PASSAGE:
=== Begin Enclosure ===
His campaign was not yet over. Before leaving England, Kitchener had been given a secret set of orders, written in Salisbury’s hand and sewn into a jacket. Now he opened t
hem. He was to sail seven hundred miles into the far south and complete the conquest of the Upper Nile by forcing the French interlopers from Fashoda without starting a war.
“No corpses,” Salisbury requested.41
ON JULY 10, 1898, while Kitchener had geared up for his final advance on Omdurman, Captain Marchand’s party had reached Fashoda after a two-year odyssey through forest and swamp. Renaming the site Fort Saint-Louis, they ran up the tricoleur, built some mud ramparts, and planted a vegetable garden. The local Mahdists did not seem to be aware of the grand French scheme for an anti-British alliance on the Nile. They attacked Marchand’s fort, and though he repulsed them, he knew they would be back. On September 17, he heard that a Dervish army was on its way with five gunboats. The French took to their trenches and prepared to fight to the death.
The first gunboat appeared the next morning. Impeccably turned out in the red fez and khaki uniform of the Egyptian army, two Sudanese soldiers stepped ashore. Saluting crisply in the Kitchener style, they gave the astonished Marchand a letter from their commander.
=== End Enclosure ===
INSTRUCTIONS:
[1] Copy the Fashoda passage word for word between "His campaign was" and "starting a war.", inclusive.
[2] In the Fashoda passage, what new name did Marchand's party give the site?

SOURCE MATERIAL:
=== Begin Enclosure ===
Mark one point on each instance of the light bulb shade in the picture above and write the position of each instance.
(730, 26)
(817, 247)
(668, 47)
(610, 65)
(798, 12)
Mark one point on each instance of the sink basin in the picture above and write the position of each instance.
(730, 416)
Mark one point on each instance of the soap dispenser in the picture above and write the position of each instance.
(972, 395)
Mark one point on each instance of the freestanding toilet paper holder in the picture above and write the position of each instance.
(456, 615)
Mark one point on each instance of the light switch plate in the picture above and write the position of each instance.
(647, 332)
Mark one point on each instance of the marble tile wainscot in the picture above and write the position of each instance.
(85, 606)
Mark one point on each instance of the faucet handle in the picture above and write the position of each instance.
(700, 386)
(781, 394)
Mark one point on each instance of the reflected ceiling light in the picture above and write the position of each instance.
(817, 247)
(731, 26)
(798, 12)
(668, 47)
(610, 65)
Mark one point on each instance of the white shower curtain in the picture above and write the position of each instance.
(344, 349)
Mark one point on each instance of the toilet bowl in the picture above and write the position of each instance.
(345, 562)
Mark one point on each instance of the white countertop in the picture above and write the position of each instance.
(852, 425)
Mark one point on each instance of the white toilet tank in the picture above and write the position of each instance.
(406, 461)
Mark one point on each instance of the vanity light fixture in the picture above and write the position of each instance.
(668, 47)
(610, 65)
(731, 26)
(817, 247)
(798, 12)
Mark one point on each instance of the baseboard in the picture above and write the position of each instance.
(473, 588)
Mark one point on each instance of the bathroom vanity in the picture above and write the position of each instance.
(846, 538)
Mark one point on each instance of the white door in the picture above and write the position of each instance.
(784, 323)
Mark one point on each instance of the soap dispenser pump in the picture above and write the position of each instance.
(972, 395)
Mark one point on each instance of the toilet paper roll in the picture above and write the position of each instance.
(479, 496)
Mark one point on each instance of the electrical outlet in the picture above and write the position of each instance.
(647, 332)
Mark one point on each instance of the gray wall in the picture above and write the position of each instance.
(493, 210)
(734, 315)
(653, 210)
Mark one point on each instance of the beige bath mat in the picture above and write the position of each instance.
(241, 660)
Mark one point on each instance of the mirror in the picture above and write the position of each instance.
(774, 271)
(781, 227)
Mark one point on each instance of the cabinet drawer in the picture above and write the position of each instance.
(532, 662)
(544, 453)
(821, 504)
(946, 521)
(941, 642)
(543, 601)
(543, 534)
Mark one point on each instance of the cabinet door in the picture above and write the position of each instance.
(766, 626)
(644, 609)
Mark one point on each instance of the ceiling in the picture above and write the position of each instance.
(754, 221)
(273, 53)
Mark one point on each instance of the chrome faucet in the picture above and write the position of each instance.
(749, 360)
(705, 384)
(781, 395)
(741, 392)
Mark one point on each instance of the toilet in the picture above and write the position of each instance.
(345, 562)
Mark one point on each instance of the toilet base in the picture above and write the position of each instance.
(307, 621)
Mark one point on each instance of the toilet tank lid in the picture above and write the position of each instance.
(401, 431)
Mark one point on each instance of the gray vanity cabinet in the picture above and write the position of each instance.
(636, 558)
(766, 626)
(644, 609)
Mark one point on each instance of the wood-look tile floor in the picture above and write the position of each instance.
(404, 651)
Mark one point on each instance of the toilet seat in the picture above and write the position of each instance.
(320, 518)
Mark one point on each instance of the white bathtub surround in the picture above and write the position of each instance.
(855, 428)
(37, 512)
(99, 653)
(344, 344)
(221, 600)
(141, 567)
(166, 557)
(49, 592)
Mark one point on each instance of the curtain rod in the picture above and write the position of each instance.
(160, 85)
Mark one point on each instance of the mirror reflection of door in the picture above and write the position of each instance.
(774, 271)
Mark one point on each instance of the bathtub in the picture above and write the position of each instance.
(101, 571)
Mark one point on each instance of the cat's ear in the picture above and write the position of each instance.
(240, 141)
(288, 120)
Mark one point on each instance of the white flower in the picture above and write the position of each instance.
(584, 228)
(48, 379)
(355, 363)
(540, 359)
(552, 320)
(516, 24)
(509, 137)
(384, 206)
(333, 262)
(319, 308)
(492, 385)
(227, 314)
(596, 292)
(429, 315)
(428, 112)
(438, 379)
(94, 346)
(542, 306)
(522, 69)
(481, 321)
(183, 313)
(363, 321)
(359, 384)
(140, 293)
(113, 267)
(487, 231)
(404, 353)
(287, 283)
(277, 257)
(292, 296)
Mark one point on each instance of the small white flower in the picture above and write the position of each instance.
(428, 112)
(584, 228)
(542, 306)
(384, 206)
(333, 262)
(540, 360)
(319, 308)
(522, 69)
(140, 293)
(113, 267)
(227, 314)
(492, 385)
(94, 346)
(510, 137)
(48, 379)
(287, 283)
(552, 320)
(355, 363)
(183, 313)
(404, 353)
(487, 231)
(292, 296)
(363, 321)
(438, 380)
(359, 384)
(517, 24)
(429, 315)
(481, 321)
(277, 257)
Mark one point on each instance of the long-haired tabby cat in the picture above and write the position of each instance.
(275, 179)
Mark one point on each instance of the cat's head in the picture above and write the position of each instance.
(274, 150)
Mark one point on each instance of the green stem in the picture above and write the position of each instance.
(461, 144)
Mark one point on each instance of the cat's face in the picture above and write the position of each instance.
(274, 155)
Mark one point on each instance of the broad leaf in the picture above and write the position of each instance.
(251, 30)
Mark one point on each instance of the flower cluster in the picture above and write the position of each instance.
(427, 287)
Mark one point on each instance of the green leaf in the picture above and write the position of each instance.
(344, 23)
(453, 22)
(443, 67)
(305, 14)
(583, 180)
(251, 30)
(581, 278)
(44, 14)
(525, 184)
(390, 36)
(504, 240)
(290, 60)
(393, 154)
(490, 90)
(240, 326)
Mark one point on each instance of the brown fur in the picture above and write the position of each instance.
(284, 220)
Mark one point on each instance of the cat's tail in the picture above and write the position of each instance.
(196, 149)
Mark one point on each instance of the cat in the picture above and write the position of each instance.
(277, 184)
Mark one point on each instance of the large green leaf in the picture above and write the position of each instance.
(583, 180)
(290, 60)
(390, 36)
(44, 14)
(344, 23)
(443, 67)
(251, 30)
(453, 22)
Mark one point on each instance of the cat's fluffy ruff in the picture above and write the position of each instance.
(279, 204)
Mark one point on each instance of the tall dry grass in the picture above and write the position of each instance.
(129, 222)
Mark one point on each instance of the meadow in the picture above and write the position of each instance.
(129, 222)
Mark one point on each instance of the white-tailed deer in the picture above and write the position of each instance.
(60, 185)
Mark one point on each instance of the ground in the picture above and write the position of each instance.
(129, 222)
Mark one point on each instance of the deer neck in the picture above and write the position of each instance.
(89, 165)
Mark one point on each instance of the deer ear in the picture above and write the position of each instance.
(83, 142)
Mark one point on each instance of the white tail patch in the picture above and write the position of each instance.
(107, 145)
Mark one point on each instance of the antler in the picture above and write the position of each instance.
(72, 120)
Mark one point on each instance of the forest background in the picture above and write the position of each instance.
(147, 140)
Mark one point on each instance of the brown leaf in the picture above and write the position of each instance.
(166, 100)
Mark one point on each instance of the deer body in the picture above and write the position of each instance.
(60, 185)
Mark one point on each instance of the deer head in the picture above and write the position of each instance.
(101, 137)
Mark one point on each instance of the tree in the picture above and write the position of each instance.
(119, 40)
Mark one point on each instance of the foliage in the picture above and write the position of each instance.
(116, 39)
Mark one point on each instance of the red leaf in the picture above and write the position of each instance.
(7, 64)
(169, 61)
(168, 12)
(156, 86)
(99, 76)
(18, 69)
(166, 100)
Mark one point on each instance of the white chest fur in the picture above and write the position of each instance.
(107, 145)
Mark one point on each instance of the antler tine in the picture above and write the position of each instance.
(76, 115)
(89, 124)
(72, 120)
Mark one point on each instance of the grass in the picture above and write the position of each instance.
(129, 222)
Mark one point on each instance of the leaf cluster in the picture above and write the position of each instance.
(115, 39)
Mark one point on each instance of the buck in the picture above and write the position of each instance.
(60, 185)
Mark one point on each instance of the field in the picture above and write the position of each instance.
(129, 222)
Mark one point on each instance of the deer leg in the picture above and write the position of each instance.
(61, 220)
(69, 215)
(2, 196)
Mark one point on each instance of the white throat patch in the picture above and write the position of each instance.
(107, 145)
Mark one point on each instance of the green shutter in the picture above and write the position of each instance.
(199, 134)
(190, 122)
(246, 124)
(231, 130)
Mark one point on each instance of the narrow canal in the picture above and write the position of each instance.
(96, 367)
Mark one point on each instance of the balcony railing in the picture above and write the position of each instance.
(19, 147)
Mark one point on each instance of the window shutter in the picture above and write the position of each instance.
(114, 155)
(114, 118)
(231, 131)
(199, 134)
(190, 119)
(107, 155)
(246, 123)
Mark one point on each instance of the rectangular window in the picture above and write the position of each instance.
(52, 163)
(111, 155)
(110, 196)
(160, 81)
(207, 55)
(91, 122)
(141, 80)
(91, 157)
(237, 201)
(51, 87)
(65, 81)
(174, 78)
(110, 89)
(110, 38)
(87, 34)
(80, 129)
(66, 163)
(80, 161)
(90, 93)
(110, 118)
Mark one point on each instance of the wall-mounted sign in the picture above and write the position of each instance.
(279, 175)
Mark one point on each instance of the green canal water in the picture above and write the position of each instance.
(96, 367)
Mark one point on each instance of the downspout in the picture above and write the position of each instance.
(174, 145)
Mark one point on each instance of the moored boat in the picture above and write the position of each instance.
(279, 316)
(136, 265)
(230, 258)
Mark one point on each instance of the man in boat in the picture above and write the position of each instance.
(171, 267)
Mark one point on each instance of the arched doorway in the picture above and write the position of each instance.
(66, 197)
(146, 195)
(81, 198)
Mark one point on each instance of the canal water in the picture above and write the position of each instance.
=== End Enclosure ===
SOLUTIONS TO THE TASKS:
[1]
His campaign was not yet over. Before leaving England, Kitchener had been given a secret set of orders, written in Salisbury’s hand and sewn into a jacket. Now he opened t
hem. He was to sail seven hundred miles into the far south and complete the conquest of the Upper Nile by forcing the French interlopers from Fashoda without starting a war.

[2] Fort Saint-Louis